━━ Seçilmiş Alıntı

Örneğin uçaklar, yerçekimi yasasının bilinip ağırlığın altedilmesiyle, göğe yükselebilmişlerdir. Tüm bilimlerin tarihi, insanların yasalara egemenliklerinin tarihidir. Ne var ki bu egemenlik, ancak yasaların işleyişi doğrultusunda gerçekleşebilen bir egemenliktir. Yoksa insanlar, hiçbir zaman, yasaların işleyişini doğrultusundan saptıramazlar, geriye döndüremezler. Doğasal, toplumsal ve bilinçsel tüm süreçler geri çevrilmez (Os. Gayrı kaabili rücû, Fr. Irréversible)'dirler.

━━━━
━━ Sağlanan Malzeme

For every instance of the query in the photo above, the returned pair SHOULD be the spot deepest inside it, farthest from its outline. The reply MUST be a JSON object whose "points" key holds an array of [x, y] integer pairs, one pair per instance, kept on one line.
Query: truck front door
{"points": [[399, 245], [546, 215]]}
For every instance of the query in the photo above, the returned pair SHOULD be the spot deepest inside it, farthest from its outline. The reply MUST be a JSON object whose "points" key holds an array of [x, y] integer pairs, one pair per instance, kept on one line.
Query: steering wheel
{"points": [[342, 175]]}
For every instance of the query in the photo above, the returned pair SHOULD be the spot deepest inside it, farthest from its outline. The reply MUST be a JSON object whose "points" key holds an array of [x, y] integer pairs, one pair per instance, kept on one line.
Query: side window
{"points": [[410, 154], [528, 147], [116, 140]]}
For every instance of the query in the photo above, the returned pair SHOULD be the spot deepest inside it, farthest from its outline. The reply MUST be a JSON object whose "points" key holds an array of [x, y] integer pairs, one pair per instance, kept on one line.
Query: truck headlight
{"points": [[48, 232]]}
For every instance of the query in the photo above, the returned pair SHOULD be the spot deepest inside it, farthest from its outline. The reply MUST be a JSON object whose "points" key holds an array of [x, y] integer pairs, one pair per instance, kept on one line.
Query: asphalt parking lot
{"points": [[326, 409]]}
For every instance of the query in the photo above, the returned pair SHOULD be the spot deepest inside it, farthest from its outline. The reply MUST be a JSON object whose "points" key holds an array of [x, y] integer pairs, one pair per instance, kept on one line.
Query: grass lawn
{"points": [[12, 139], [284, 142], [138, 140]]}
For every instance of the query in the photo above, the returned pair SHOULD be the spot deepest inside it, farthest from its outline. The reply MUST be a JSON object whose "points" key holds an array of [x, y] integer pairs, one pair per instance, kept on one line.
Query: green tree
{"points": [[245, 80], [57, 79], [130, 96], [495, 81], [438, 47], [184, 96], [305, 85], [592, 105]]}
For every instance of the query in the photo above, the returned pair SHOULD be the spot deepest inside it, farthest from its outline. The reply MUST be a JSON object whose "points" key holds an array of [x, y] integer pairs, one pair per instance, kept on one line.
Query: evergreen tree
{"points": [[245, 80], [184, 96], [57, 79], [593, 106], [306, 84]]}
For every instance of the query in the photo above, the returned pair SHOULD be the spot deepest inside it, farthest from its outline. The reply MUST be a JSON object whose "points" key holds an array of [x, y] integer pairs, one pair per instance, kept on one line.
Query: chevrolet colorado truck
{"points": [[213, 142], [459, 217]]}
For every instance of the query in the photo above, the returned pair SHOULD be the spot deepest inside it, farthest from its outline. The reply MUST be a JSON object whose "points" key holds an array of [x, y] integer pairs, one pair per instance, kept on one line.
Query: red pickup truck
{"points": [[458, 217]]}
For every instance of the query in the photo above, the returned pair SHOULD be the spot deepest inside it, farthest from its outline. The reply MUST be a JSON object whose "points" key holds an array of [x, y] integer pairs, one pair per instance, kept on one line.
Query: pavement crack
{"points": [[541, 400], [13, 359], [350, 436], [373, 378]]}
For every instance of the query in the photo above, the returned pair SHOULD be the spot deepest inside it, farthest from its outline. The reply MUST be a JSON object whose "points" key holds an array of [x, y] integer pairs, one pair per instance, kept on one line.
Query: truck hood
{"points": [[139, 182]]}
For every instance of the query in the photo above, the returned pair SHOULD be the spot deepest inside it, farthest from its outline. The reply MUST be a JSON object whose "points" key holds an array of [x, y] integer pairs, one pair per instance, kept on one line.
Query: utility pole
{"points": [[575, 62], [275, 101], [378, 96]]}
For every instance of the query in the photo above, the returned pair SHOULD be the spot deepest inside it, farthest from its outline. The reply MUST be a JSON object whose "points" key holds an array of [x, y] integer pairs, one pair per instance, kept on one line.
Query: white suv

━━━━

### İstenen İşlemler:
[1] Seçilmiş alıntıda geri çevrilmez olduğu belirtilen süreç türlerini sıralayın.
[2] Seçilmiş alıntıdan "Örneğin uçaklar, yerçekimi" sözcüklerinin geçtiği yerden başlayan ve "rücû, Fr. Irréversible)'dirler." sözcüklerinden sonra biten bölümü değiştirmeden alıntılayın.

### Görev Bazında Çözümler:
[1]
- Doğasal süreçler
- Toplumsal süreçler
- Bilinçsel süreçler

[2]
Örneğin uçaklar, yerçekimi yasasının bilinip ağırlığın altedilmesiyle, göğe yükselebilmişlerdir. Tüm bilimlerin tarihi, insanların yasalara egemenliklerinin tarihidir. Ne var ki bu egemenlik, ancak yasaların işleyişi doğrultusunda gerçekleşebilen bir egemenliktir. Yoksa insanlar, hiçbir zaman, yasaların işleyişini doğrultusundan saptıramazlar, geriye döndüremezler. Doğasal, toplumsal ve bilinçsel tüm süreçler geri çevrilmez (Os. Gayrı kaabili rücû, Fr. Irréversible)'dirler.